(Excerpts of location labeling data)

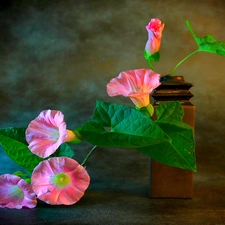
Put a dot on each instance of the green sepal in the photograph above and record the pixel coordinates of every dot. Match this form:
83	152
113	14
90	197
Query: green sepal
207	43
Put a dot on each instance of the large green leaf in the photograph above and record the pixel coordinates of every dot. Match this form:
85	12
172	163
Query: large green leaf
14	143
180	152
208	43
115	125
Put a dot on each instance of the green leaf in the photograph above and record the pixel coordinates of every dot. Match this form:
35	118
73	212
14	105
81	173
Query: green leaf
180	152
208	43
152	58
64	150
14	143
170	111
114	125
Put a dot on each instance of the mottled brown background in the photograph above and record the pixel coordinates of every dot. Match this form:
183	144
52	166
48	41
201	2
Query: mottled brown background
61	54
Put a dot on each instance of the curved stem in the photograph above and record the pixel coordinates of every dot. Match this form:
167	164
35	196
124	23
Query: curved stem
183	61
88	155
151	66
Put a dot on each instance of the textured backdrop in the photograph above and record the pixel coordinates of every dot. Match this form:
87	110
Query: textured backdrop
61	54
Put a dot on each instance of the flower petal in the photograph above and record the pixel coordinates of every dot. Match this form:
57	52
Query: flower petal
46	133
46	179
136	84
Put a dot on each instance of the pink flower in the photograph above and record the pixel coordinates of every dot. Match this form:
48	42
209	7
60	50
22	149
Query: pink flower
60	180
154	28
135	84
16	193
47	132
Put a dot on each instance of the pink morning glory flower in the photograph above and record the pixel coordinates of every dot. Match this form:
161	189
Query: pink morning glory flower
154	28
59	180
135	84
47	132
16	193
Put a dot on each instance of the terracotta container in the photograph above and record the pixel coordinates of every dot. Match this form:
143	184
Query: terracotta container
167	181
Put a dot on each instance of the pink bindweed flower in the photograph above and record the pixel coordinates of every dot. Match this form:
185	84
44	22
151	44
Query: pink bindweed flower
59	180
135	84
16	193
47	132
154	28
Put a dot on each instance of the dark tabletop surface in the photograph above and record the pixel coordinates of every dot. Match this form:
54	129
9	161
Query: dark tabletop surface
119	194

* Aim
Give the part of the listing that opens with the line containing "Put a dot on each instance of the flower" and runs through the end of the listing, both ends included, as a JSON list of strings, one string per line and no blank lines.

* Right answer
[
  "Put a dot on each instance of the flower petal in the photograph above and record the pixel coordinates of every dot. Match this form:",
  "57\t52",
  "Query: flower petal",
  "46\t133",
  "46\t179",
  "136\t84",
  "Put a dot on each instance of the pink flower in the photograph above and record the pixel coordinates of every dot. Match this form:",
  "48\t42",
  "209\t7",
  "60\t50",
  "22\t149",
  "Query: pink flower",
  "60\t180",
  "154\t28",
  "135\t84",
  "16\t193",
  "47\t132",
  "Put a dot on each instance of the pink morning glory flower in the photograph above and record the pixel coordinates of every dot. Match this form:",
  "161\t189",
  "Query: pink morning glory flower",
  "154\t28",
  "59\t180",
  "135\t84",
  "47\t132",
  "16\t193",
  "Put a dot on each instance of the terracotta container in the photograph above and record the pixel coordinates of every dot. Match this form:",
  "143\t184",
  "Query: terracotta container",
  "167\t181",
  "Put a dot on each instance of the pink bindweed flower in the photograph above and record the pixel coordinates of every dot. Match this form:",
  "185\t84",
  "44\t22",
  "151\t44",
  "Query: pink bindweed flower",
  "59\t180",
  "135\t84",
  "16\t193",
  "47\t132",
  "154\t28",
  "Put a dot on each instance of the dark tabletop surface in the photograph above and record the pixel coordinates of every dot. Match this form:",
  "54\t129",
  "9\t161",
  "Query: dark tabletop surface",
  "119\t194"
]